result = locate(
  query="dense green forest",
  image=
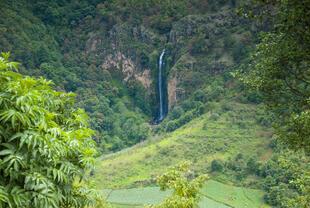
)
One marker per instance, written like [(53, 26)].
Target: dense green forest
[(236, 88)]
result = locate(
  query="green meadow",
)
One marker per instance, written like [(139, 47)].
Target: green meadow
[(200, 141), (214, 195)]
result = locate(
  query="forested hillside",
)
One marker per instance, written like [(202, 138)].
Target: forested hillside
[(221, 63), (107, 53)]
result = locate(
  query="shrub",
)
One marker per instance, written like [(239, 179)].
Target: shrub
[(171, 125), (214, 116), (217, 165)]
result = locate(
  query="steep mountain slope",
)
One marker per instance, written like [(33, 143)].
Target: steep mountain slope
[(218, 134), (107, 52)]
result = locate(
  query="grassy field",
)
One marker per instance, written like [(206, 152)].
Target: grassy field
[(216, 195), (233, 196), (200, 141)]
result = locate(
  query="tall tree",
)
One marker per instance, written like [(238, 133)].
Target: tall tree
[(45, 144), (280, 71), (280, 67)]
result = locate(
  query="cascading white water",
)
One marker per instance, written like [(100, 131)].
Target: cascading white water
[(160, 86)]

**GOAL:**
Extract every line of the records above that contains the word "water", and copy each one unchanged.

**ANSWER TO THIS EXERCISE:**
  query="cascading white water",
Target: cascading white water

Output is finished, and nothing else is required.